Tech: “private”, “safe for kids”
Food: “healthy”, “unhealthy”, “good for you”
Banking: “trustworthy”, “good”, “FDIC insured”
Try it yourself: Measure trajectories of the top concerns for your chosen company to determine if they are increasing or decreasing.
Strategy #7: Use seasonality to understand consumer behavior
Next, you can use Google Trends to measure seasonality and more deeply understand consumer behavior. While it’s obvious why demand for Christmas trees peaks in December, many other topics follow less-obvious seasonal trends.
For example, search interest in ‘Google Docs’ varies throughout the year. See if you can tell what the pattern is in the graph below:
If you look closely, you'll see recurring spikes in spring/fall and dips in summer/winter, meaning that education and the school calendar drive a lot of interest. This can inform any projections of Google Docs’ future performance and better time trading decisions.
While it’s possible to identify this pattern just by looking at the Google Trends trajectory, it’s not easy, and since seasonality is crucial for understanding a product or service, Glimpse includes a dedicated panel that provides a simple visualization of seasonality, along with an explanation for what drives it.
Additionally, because seasonal variations can make it difficult to identify the overall trajectory, Glimpse adds a seasonally-adjusted trendline, growth calculation, and 12-month forecast.

INSTRUCTIONS:
1. Echo the Google Trends passage word for word, from "Try it yourself: Measure" to "less-obvious seasonal trends.".
2. According to the Google Trends passage, what three things does Glimpse add because seasonal variations can make the overall trajectory hard to identify?
3. Pick up the Google Trends passage after its final sentence and continue writing it.
The records are not needed for this work.

INFORMATION:
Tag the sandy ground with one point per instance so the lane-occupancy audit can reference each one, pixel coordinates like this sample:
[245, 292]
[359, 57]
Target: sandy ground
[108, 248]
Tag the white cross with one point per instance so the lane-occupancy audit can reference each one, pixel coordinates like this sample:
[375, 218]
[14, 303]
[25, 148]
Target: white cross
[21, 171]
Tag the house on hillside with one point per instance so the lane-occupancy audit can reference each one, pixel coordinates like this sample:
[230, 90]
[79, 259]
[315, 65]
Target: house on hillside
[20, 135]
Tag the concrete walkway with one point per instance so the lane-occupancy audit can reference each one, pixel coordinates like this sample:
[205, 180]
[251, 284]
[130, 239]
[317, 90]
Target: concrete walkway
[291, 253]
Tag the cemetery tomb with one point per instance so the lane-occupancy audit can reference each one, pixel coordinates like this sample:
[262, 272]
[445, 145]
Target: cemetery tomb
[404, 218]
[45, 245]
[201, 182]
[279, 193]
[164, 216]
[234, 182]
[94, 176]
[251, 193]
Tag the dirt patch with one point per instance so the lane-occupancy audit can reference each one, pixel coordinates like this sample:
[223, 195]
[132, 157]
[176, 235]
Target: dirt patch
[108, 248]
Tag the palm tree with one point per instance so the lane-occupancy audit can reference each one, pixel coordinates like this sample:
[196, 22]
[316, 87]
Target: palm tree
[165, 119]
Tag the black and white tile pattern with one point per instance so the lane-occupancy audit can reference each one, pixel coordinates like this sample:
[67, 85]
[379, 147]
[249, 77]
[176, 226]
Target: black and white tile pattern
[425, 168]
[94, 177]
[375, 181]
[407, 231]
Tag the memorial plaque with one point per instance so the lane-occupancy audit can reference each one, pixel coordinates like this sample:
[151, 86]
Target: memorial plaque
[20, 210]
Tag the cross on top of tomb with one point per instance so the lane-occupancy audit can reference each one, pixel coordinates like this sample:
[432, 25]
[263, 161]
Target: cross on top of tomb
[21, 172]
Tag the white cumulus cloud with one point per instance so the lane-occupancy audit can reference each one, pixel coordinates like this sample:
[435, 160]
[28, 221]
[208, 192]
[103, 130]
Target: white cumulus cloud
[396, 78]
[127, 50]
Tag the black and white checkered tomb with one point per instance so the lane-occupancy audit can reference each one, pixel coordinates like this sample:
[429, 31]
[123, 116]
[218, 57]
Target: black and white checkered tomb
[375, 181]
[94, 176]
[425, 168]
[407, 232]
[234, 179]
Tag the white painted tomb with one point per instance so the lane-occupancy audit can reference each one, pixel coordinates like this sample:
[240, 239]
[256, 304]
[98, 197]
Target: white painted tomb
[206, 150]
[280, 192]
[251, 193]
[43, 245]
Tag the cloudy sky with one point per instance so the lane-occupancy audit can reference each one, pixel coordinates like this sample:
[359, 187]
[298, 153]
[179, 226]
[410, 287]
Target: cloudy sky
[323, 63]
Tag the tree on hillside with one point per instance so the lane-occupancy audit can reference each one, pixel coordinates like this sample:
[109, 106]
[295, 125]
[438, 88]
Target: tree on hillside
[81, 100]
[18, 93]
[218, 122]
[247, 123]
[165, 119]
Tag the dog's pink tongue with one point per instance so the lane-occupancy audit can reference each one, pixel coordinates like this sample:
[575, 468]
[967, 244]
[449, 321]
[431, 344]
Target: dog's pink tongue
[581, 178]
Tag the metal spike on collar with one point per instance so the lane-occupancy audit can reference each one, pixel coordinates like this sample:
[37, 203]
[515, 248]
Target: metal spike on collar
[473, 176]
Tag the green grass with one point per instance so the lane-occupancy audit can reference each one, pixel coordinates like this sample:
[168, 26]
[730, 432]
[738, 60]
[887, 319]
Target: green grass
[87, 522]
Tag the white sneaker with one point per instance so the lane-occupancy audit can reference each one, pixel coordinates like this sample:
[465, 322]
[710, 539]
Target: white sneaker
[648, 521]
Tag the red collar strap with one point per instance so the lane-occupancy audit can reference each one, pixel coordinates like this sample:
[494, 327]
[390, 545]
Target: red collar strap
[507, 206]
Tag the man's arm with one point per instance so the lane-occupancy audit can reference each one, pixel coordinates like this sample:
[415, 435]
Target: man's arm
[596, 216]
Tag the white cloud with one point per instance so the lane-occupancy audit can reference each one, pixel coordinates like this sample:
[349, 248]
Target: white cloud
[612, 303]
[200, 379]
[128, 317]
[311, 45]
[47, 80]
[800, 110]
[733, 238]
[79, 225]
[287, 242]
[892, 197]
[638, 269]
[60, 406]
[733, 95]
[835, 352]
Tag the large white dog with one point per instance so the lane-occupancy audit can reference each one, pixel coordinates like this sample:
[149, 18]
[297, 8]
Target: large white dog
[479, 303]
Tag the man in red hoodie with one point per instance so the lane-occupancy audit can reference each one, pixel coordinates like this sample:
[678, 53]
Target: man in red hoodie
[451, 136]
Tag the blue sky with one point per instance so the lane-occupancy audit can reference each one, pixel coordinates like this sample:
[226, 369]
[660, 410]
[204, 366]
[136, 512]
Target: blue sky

RESULTS FOR EACH TASK:
1.
Try it yourself: Measure trajectories of the top concerns for your chosen company to determine if they are increasing or decreasing.
Strategy #7: Use seasonality to understand consumer behavior
Next, you can use Google Trends to measure seasonality and more deeply understand consumer behavior. While it’s obvious why demand for Christmas trees peaks in December, many other topics follow less-obvious seasonal trends.

2.
- A seasonally-adjusted trendline
- A growth calculation
- A 12-month forecast

3.
While the tool’s forecast accuracy is over 87%, deviations are certainly possible. Nonetheless, you can be reasonably confident that, barring any major events, search activity in Google Docs will continue to decline over the next year. This doesn’t always mean that usage of Google Docs will decline but it does offer a unique view into public interest in the product.
Try it yourself: Search a variety of company-specific keywords and determine their seasonality to better understand the consumer behavior that drives demand.
Strategy #8: Measure shifts in market share
Next, since search interest largely represents demand, you can use Google Trends to measure shifts in competitors' market shares.
For example, comparing Grubhub against Uber Eats and DoorDash, you'll see that Grubhub initially led the food delivery space, but was eventually surpassed by both.
Additionally, building on the consumer sentiment analysis covered earlier, you can compare how well different products or companies address common concerns, such as privacy across web browsers:
Learn more about comparing terms in Google Trends.
Try it yourself: Compare search interest in competitors, either at the company or product level, to track shifts in market share.
Strategy #9: Gauge the impact of PR
Lastly, you can use Google Trends to gauge the impact of PR. First, you can see how well a company can capture the public's attention with its events.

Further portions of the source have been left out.